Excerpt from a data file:
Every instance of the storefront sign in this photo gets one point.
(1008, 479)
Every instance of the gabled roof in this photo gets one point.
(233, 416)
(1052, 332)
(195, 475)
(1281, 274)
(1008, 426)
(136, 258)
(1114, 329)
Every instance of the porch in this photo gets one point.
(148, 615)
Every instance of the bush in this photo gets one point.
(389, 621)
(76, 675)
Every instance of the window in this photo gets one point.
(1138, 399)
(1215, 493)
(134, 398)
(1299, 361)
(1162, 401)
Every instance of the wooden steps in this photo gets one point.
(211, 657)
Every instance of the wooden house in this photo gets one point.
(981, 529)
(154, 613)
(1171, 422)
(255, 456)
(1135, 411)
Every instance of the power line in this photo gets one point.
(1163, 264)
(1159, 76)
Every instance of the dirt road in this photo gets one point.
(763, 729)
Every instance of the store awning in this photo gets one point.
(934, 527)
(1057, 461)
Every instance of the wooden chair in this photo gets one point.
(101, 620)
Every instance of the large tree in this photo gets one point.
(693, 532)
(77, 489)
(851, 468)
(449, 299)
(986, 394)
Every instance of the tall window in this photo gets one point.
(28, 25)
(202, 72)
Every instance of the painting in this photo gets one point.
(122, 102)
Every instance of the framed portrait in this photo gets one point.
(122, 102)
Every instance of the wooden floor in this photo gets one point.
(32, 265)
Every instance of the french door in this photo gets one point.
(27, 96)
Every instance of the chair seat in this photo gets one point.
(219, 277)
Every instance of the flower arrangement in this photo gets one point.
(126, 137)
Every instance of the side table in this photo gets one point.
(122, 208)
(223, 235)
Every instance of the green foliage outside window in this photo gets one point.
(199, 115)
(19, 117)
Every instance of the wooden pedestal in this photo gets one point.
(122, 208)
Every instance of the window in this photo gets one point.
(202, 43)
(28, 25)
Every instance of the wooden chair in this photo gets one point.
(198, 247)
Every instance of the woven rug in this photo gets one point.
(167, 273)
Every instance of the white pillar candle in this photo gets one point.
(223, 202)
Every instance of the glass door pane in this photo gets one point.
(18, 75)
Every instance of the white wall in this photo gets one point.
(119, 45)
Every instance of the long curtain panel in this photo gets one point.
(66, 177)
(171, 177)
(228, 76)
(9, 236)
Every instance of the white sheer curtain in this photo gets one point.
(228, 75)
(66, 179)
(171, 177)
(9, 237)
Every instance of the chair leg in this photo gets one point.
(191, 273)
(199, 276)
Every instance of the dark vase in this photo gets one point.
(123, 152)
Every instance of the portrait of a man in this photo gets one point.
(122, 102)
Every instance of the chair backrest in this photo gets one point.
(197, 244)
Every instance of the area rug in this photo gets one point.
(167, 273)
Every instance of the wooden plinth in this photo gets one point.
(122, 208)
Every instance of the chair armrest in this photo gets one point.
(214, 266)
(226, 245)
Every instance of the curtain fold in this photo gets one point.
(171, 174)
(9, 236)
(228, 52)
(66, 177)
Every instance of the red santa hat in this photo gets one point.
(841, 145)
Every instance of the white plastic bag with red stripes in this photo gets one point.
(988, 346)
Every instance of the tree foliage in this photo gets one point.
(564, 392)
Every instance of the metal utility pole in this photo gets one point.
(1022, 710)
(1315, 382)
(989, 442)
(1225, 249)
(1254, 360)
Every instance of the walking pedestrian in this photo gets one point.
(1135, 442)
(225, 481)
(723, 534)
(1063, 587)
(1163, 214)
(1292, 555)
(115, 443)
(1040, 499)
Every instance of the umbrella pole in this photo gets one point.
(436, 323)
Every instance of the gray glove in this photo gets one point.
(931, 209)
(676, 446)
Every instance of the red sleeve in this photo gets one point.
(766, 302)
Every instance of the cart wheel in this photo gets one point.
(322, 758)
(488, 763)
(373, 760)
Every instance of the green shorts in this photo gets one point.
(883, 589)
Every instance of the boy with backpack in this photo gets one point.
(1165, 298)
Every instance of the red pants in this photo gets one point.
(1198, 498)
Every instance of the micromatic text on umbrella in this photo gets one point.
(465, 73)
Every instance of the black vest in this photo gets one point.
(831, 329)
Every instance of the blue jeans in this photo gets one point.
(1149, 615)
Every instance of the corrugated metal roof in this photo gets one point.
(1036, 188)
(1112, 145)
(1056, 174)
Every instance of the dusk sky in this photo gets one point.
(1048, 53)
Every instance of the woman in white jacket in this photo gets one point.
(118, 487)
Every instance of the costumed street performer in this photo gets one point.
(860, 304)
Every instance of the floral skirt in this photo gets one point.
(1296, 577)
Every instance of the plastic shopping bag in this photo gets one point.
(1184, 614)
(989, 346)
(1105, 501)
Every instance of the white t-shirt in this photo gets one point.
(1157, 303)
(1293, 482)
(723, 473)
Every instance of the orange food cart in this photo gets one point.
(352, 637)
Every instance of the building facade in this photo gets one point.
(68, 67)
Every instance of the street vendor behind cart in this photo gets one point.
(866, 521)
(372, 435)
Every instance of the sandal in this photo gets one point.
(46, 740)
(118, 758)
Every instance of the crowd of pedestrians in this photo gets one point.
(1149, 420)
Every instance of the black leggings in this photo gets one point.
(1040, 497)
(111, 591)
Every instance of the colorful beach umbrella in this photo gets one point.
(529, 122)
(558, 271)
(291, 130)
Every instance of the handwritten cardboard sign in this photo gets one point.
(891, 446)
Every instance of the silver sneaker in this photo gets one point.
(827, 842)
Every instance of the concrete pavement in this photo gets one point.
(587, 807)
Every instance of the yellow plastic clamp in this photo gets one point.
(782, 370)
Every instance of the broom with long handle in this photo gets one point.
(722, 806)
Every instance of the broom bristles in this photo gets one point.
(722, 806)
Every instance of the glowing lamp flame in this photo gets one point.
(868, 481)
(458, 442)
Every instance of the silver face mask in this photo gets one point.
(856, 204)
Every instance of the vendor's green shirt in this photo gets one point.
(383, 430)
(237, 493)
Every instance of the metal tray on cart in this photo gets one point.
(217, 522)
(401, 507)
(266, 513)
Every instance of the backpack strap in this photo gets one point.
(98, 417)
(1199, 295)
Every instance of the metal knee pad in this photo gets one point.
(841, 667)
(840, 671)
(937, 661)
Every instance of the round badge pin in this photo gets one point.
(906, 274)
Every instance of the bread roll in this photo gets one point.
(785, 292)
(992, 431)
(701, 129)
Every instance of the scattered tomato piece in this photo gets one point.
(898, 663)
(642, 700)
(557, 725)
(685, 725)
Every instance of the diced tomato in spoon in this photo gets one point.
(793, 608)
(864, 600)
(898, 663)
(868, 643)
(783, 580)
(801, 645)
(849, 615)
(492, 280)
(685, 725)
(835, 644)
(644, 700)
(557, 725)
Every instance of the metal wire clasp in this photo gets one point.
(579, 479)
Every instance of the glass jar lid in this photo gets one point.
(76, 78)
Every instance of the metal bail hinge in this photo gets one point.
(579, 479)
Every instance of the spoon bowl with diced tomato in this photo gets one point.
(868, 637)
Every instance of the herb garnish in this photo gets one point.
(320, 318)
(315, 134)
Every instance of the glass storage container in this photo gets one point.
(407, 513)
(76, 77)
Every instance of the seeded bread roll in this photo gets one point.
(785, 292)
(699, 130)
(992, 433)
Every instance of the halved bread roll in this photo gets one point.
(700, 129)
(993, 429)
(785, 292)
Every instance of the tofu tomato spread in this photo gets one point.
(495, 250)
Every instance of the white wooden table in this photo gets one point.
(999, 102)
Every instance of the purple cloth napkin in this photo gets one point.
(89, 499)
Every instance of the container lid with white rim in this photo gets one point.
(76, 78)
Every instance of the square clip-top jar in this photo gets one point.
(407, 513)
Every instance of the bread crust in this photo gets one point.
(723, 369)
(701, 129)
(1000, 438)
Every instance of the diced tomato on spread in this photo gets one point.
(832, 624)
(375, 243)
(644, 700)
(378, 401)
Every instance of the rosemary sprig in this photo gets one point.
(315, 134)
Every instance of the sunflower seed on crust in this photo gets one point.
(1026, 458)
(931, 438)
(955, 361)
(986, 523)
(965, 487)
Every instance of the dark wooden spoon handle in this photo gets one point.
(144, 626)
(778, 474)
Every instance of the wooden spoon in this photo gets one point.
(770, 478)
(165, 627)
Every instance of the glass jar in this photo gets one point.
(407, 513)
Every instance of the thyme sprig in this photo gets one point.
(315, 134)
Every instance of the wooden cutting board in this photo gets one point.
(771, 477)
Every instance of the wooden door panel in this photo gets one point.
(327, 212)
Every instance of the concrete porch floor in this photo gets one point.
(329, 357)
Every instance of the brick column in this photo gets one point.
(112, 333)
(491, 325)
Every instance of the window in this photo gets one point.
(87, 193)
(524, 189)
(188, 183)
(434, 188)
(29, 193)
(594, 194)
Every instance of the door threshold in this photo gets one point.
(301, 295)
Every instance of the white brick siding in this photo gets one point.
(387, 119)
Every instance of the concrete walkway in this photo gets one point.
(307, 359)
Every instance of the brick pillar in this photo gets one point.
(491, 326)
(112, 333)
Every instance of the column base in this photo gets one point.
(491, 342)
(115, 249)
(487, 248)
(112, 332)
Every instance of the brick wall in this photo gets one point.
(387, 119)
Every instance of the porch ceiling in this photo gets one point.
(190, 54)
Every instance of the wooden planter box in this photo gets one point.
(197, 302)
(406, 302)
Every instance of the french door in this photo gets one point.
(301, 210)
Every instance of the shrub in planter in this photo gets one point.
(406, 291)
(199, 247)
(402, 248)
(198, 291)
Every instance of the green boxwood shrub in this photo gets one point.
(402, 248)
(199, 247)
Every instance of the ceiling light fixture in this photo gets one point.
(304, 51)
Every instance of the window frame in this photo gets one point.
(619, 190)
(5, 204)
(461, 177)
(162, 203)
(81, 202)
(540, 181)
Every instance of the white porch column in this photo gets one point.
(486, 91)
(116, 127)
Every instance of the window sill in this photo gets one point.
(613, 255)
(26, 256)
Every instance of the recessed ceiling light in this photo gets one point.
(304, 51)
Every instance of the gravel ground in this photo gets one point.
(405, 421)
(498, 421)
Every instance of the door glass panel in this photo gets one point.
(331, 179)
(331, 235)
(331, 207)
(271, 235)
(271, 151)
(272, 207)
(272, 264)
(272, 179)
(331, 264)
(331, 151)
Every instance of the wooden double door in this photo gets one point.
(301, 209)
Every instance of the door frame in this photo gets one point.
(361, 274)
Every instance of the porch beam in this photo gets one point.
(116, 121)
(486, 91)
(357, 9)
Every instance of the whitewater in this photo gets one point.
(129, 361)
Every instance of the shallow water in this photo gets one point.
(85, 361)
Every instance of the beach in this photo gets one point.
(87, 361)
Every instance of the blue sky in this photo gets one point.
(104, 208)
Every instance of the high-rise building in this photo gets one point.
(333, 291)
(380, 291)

● What needs to be done
Duplicate the records beginning at the line that contains "Every instance of the area" and ending after the line that contains "(1254, 360)".

● Solution for this task
Every instance of the area rug in this photo gets one point.
(167, 273)
Every instance of the wooden plinth in this photo gets one point.
(122, 208)
Every instance of the chair armrest in this photo gets one point.
(214, 266)
(226, 245)
Every instance of the curtain fold in this photo gets one point.
(171, 174)
(9, 236)
(228, 52)
(66, 177)
Every instance of the red santa hat in this photo gets one point.
(841, 145)
Every instance of the white plastic bag with red stripes in this photo gets one point.
(988, 346)
Every instance of the tree foliage in this photo gets one point.
(564, 392)
Every instance of the metal utility pole in this photo gets one point.
(1022, 710)
(1315, 382)
(989, 442)
(1225, 249)
(1254, 360)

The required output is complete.